___ Page extract

WO2001040163A1 - A PROCESS FOR PRODUCING AMINE COMPOUND WITH t-BUTOXYCARBONYL GROUP - Google Patents

Abstract

Disclosed is a method for preparing a t-butoxycarbonylated amine compound and, more particularly, a method for preparing a t-butoxycarbonylated amine compound where an amine compound is reacted with a t-butylchloroformate in an aqueous organic solvent, the amine compound being selected from the group consisting of amines, represented by formula (I) RNH2 or (II) R1R2NH amino acids or amino alcohols thereof, or cylcic amines, where R, R1 and R2 are independently an aliphatic hydrocarbon, an aromatic hydrocarbon, or an alicyclic hydrocarbon. In the industrial production method for the T-butoxycarbonylated amine compound, a phosgene is reacted with an alkaline metal t-butoxide at a temperature of - 25 to - 10°C and the mixture is removed of an excess of phosgene by vacuum distillation to obtain a t-butylchloroformate solution, which is then reacted with the above amine compound in the presence of an organic solvent or an aqueous organic solvent at a temperature of -30 to 10°C, thereby readily producing the t-butoxycarbonylated amine compound at a relatively low cost.

______

Task set:
1. In the patent abstract, restate the paragraph beginning "Disclosed is a method" as a short list that keeps its main facts.
2. Carry the patent abstract on producing t-butoxycarbonylated amine compounds forward from its final sentence.

___ Given records

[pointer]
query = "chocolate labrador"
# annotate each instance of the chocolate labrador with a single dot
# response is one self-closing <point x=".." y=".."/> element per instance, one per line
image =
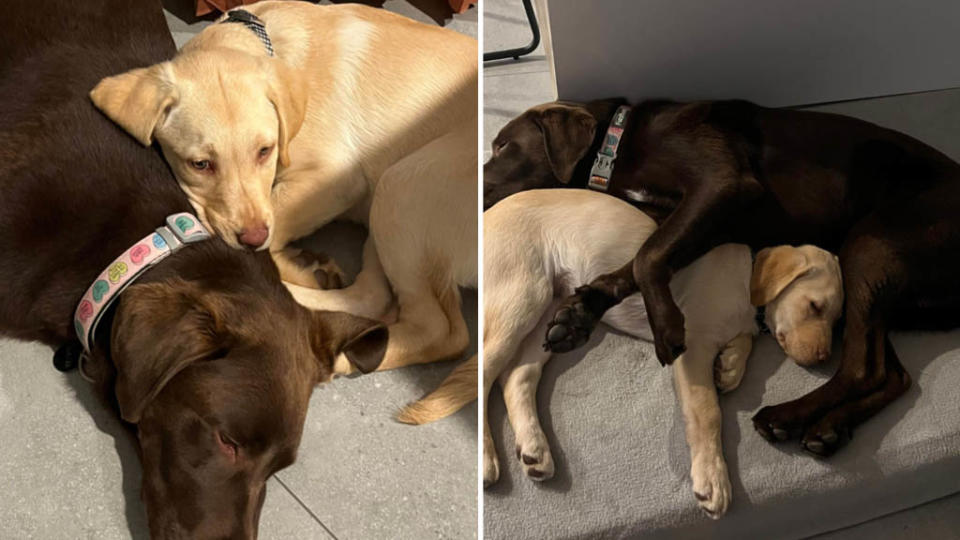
<point x="207" y="354"/>
<point x="731" y="171"/>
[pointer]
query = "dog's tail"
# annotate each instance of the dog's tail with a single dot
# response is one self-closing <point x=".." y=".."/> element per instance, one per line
<point x="458" y="389"/>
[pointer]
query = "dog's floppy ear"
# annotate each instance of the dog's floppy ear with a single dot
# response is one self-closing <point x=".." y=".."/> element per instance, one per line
<point x="137" y="100"/>
<point x="287" y="90"/>
<point x="567" y="135"/>
<point x="773" y="270"/>
<point x="362" y="341"/>
<point x="159" y="329"/>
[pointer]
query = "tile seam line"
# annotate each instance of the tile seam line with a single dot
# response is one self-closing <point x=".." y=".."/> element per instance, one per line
<point x="305" y="507"/>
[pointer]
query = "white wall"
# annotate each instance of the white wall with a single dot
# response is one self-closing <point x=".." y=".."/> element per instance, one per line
<point x="774" y="52"/>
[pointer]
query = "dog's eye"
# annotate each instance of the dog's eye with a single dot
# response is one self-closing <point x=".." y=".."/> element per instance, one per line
<point x="200" y="164"/>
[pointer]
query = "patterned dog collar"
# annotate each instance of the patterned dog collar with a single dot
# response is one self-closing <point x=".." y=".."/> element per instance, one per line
<point x="252" y="22"/>
<point x="603" y="165"/>
<point x="180" y="229"/>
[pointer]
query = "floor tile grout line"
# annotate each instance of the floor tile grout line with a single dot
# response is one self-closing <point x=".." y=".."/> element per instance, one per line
<point x="305" y="507"/>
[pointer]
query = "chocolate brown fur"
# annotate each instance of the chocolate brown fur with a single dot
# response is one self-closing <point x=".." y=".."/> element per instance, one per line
<point x="206" y="353"/>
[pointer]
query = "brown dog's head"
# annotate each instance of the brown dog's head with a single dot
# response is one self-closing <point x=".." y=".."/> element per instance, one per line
<point x="218" y="385"/>
<point x="538" y="149"/>
<point x="803" y="290"/>
<point x="224" y="120"/>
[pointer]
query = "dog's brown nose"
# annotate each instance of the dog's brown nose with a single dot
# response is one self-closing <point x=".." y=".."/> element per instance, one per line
<point x="253" y="237"/>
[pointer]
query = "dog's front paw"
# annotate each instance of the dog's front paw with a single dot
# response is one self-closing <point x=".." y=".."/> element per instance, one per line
<point x="534" y="456"/>
<point x="573" y="322"/>
<point x="778" y="423"/>
<point x="711" y="485"/>
<point x="315" y="270"/>
<point x="825" y="436"/>
<point x="669" y="339"/>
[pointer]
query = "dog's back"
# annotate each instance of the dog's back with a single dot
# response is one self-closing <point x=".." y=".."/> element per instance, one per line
<point x="65" y="171"/>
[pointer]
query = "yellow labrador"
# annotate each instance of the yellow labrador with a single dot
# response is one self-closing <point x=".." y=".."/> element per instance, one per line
<point x="540" y="244"/>
<point x="338" y="113"/>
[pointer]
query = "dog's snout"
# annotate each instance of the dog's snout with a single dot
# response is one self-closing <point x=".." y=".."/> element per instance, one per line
<point x="253" y="236"/>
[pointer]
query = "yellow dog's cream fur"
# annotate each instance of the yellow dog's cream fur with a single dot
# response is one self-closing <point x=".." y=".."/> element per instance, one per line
<point x="540" y="244"/>
<point x="363" y="115"/>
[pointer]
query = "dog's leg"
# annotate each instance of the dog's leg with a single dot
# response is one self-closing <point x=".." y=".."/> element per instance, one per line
<point x="834" y="428"/>
<point x="689" y="232"/>
<point x="509" y="321"/>
<point x="731" y="364"/>
<point x="520" y="382"/>
<point x="369" y="296"/>
<point x="693" y="380"/>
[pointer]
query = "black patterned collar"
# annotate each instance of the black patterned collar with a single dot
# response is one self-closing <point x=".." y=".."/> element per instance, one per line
<point x="252" y="22"/>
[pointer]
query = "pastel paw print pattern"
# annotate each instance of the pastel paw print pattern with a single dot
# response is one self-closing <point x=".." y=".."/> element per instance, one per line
<point x="138" y="253"/>
<point x="100" y="288"/>
<point x="184" y="224"/>
<point x="85" y="310"/>
<point x="116" y="271"/>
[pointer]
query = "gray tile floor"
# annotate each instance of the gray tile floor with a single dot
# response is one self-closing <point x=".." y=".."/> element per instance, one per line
<point x="67" y="469"/>
<point x="510" y="87"/>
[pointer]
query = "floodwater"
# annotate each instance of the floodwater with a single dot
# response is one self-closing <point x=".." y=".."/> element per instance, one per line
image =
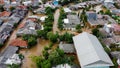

______

Outputs by task:
1.
- The method prepares a t-butoxycarbonylated amine compound by reacting an amine compound with t-butylchloroformate in an aqueous organic solvent.
- The amine compound is selected from amines of formula (I) RNH2 or (II) R1R2NH, their amino acids or amino alcohols, or cyclic amines.
- R, R1 and R2 are each independently an aliphatic, aromatic, or alicyclic hydrocarbon.
- In the industrial process, phosgene is reacted with an alkaline metal t-butoxide at -25 to -10°C.
- Excess phosgene is removed by vacuum distillation, giving a t-butylchloroformate solution.
- That solution is reacted with the amine compound in an organic or aqueous organic solvent at -30 to 10°C.
- The result is the t-butoxycarbonylated amine compound, produced readily at relatively low cost.

2.
Description

A process for producing amine compound with ."-butoxycarbonyl group

Technical Field

The present invention relates to a process for producing amine compound with t-butoxycarbonyl group and, more particularly, to a method for preparing a t- butoxycarbonylated amine compound with high yield where an amine compound is reacted with a t-butylchloroformate to produce a t-butoxycarbonyl(BOC)-protected amine compound.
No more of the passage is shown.